#### [What is being asked]
Copy the records below over again, line for line, with no changes.

#### [Entries provided]
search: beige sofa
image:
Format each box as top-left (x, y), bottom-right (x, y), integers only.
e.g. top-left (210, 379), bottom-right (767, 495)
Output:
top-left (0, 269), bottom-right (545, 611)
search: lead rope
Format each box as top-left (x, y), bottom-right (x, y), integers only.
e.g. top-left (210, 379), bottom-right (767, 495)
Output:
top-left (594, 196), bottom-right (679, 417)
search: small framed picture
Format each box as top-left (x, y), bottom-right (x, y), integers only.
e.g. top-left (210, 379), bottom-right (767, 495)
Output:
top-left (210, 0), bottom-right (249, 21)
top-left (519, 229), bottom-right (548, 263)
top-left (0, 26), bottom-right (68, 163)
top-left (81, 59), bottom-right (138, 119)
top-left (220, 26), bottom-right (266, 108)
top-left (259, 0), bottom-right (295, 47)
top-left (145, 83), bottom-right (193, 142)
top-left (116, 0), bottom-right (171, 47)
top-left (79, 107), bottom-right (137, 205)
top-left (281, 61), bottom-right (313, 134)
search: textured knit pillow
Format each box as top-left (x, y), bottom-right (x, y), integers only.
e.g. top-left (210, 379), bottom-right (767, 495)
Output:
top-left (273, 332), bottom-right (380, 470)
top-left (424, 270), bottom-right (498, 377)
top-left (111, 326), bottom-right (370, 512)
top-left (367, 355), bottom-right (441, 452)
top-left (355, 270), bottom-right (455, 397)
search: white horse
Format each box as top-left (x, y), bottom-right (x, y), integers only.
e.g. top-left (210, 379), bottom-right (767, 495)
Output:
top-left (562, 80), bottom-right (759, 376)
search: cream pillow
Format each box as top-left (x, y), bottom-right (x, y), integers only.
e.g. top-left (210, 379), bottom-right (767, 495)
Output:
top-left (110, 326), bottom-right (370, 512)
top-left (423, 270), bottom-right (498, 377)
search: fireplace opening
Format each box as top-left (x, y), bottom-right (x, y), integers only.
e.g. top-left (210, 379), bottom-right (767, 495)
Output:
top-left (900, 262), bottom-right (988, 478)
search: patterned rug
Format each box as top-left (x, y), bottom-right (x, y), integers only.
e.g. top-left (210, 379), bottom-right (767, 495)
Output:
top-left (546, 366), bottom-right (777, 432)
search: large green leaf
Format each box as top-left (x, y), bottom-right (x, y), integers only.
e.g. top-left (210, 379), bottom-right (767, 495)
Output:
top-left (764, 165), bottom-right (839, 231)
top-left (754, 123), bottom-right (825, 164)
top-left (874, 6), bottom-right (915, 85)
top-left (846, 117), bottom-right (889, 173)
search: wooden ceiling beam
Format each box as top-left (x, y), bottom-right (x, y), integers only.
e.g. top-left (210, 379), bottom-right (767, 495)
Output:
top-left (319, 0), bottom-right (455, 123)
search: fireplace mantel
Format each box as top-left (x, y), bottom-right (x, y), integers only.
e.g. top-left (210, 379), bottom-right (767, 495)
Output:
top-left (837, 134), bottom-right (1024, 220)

#### [Finished answer]
search: beige sofa
image:
Format each box as top-left (x, y), bottom-right (x, y), integers only.
e.g. top-left (210, 379), bottom-right (767, 495)
Output:
top-left (0, 269), bottom-right (545, 611)
search: lead rope
Format each box as top-left (x, y), bottom-right (x, y), integers only.
e.g. top-left (210, 379), bottom-right (767, 495)
Output:
top-left (594, 196), bottom-right (679, 417)
search: small framed picture
Format each box as top-left (x, y), bottom-right (x, y), integers only.
e.g. top-left (210, 379), bottom-right (767, 495)
Output:
top-left (210, 0), bottom-right (249, 21)
top-left (519, 229), bottom-right (548, 263)
top-left (0, 26), bottom-right (68, 163)
top-left (81, 59), bottom-right (138, 119)
top-left (220, 26), bottom-right (266, 108)
top-left (259, 0), bottom-right (295, 47)
top-left (145, 83), bottom-right (193, 142)
top-left (116, 0), bottom-right (171, 47)
top-left (79, 107), bottom-right (137, 205)
top-left (281, 61), bottom-right (313, 134)
search: textured knit pillow
Format each box as top-left (x, y), bottom-right (x, y), integers only.
e.g. top-left (210, 379), bottom-right (767, 495)
Output:
top-left (273, 332), bottom-right (380, 470)
top-left (424, 270), bottom-right (498, 377)
top-left (111, 326), bottom-right (370, 512)
top-left (367, 355), bottom-right (441, 452)
top-left (355, 270), bottom-right (455, 397)
search: white horse
Format each box as top-left (x, y), bottom-right (x, y), integers only.
e.g. top-left (210, 379), bottom-right (767, 495)
Output:
top-left (562, 80), bottom-right (759, 376)
search: cream pillow
Format each box as top-left (x, y), bottom-right (x, y), integers only.
e.g. top-left (210, 379), bottom-right (767, 495)
Output:
top-left (110, 326), bottom-right (370, 512)
top-left (423, 270), bottom-right (498, 377)
search: fireplace opening
Format each box as top-left (x, y), bottom-right (x, y), integers only.
e.g. top-left (210, 379), bottom-right (767, 495)
Output:
top-left (900, 262), bottom-right (988, 478)
search: patterned rug
Format each box as top-left (x, y), bottom-right (x, y), integers only.
e.g. top-left (210, 379), bottom-right (767, 495)
Output:
top-left (546, 366), bottom-right (777, 432)
search: large green leaf
Format each box as top-left (x, y), bottom-right (x, y), integers only.
e.g. top-left (210, 379), bottom-right (767, 495)
Output:
top-left (764, 165), bottom-right (839, 231)
top-left (754, 123), bottom-right (825, 164)
top-left (874, 6), bottom-right (915, 85)
top-left (846, 117), bottom-right (889, 173)
search: wooden ceiling beam
Format each box as top-left (x, y), bottom-right (x, y), integers only.
e.g. top-left (210, 379), bottom-right (767, 495)
Output:
top-left (319, 0), bottom-right (455, 123)
search: fireplace mantel
Format each box as top-left (x, y), bottom-right (x, y), integers only.
e.g. top-left (210, 379), bottom-right (767, 495)
Output:
top-left (837, 134), bottom-right (1024, 220)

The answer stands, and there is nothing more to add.